======== EXERCISE TEXT ========
More broadly, in school board districts 4 and 5—covering the more affluent areas of Belmont Shore and East Long Beach—upwards of 55% of families chose for their students to return to school in-person. In districts 1, 2, and 3—representing Downtown, Central Long Beach, West Long Beach and North Long Beach—those numbers fall dramatically, with only 35.7% to 40.5% of parents wanting their students to return in-person.

When the LBUSD surveyed parents on whether they wanted to send their students back to elementary school, they did not ask the reason for their decision, making it difficult to draw firm conclusions about what exactly drove their choice.

But people within the district have agreed that safety and child-care concerns are factors.

School board member Juan Benitez, who represents Downtown Long Beach in District 3, has said throughout the last several months that he’s largely heard from his constituents that they’re not ready to return to campuses yet after their communities were besieged by the pandemic.

“For all the challenges they’re facing, the frustrations that they’ve expressed with remote learning, not one of the parents I’ve spoken to, not one of them has said they feel safe returning to school,” Benitez said at a school board meeting in December when COVID-19 cases were surging. “I think it’s important to highlight that.“

The numbers may explain that fear. It’s more likely for Benitez’s constituents to have had a personal experience with COVID-19, according to city data.

His district covers portions of Long Beach that have been hit hard with coronavirus cases, including parts of the 90813 ZIP code, where Lincoln Elementary is located. With 7,753 infections, the case rate in 90813 is more than double that of 90803, where Lowell Elementary sits.

The unevenly high case rate is also true in North Long Beach’s 90805 ZIP code, an area covered by Board of Education District 1, where only 40.5% of students are returning to class.

Data courtesy the LBUSD.

“COVID-19 has disproportionately affected higher need populations nationally and in Long Beach,” LBUSD spokesman Chris Eftychiou said. “Families who have been most affected by the pandemic may be more reluctant to send their children into group settings. Other logistical factors may come into play in terms of scheduling and convenience, considering that students will at first be attending only during a portion of the school day.”

Under the district’s hybrid learning plan, the school day for elementary students will feature only two and a half hours of in-person instruction. This allows a class that’s now split with some students at home and some in class to remain together with the same teacher they’ve had all year, but it will also require parents who opted for in-person teaching to drop off and pick up on either end of the two-and-a-half-hour window.

That may be doable for a parent working at home, but it is clearly less manageable for grocery clerks, food-service employees and many people in other lower-wage essential jobs who have still had to keep showing up to work during the pandemic.

“For most folks, sending a child to school for two and a half hours during a work day was never actually an option,” Mariela Salgado, an LBUSD parent, said at a March 3 Board of Education meeting.

At that meeting, Benitez said he was concerned about the psychological effect on students who are forced to stay home even as their classmates return to campus, especially given that they are more likely to be students with fewer resources.

“Some of our most vulnerable students, through no fault of their own, will not have the opportunity to return,” he said. “That may heighten the feeling of isolation for those still at home … In-person is obviously the preference, but I don’t want folks to feel bad that they chose the virtual option. Every household, every situation is different.”

The district thinks more students will eventually end up back in the classroom as vaccines become more widespread, Eftychiou said, but in the meantime, “We are continuing to focus on the quality of distance learning and a wide range of support services for families who choose that option.”

Editor’s note: Mariela Salgado is a member of the Long Beach Post’s Community Editorial Board, which writes editorials and opinion pieces. They do not have any control over news coverage. This story has also been updated to correct the number of Benitez’s district.
========
• _TASKS AND EXERCISES_:
(a) Which ZIP codes does the Long Beach school reopening article mention? List every one.
(b) Return the passage of the Long Beach school reopening article starting with "That may be" and going on through "with fewer resources.".
Rely only on the Long Beach school reopening article.
======== LISTED RECORDS ========
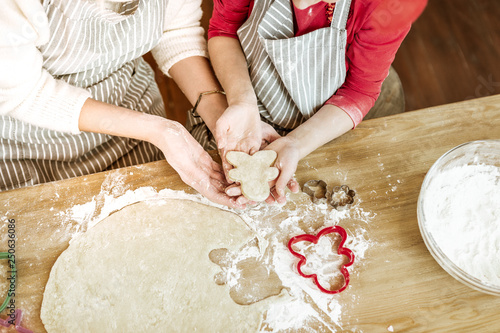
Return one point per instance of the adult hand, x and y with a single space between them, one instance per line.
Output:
269 134
239 128
194 165
286 162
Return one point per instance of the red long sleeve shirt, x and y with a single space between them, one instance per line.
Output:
375 30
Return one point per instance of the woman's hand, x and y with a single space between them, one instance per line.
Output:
286 162
194 165
239 128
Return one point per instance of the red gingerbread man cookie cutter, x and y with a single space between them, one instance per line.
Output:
341 250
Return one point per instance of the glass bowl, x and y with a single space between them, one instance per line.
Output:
485 152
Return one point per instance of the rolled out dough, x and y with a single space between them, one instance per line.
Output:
146 269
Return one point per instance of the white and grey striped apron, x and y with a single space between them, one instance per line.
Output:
292 76
99 50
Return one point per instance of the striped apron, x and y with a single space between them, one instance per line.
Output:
292 76
99 50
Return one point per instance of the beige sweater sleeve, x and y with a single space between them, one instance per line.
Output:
183 35
27 91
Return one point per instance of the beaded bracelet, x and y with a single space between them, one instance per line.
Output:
203 94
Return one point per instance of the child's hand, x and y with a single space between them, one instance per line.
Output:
239 128
286 162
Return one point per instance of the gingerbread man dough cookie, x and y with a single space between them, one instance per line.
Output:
253 172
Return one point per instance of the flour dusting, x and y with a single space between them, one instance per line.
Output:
273 226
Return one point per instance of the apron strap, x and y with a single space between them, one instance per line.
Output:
========
• _ANSWER SET_:
(a) 90813, 90803, 90805

(b)
That may be doable for a parent working at home, but it is clearly less manageable for grocery clerks, food-service employees and many people in other lower-wage essential jobs who have still had to keep showing up to work during the pandemic.

“For most folks, sending a child to school for two and a half hours during a work day was never actually an option,” Mariela Salgado, an LBUSD parent, said at a March 3 Board of Education meeting.

At that meeting, Benitez said he was concerned about the psychological effect on students who are forced to stay home even as their classmates return to campus, especially given that they are more likely to be students with fewer resources.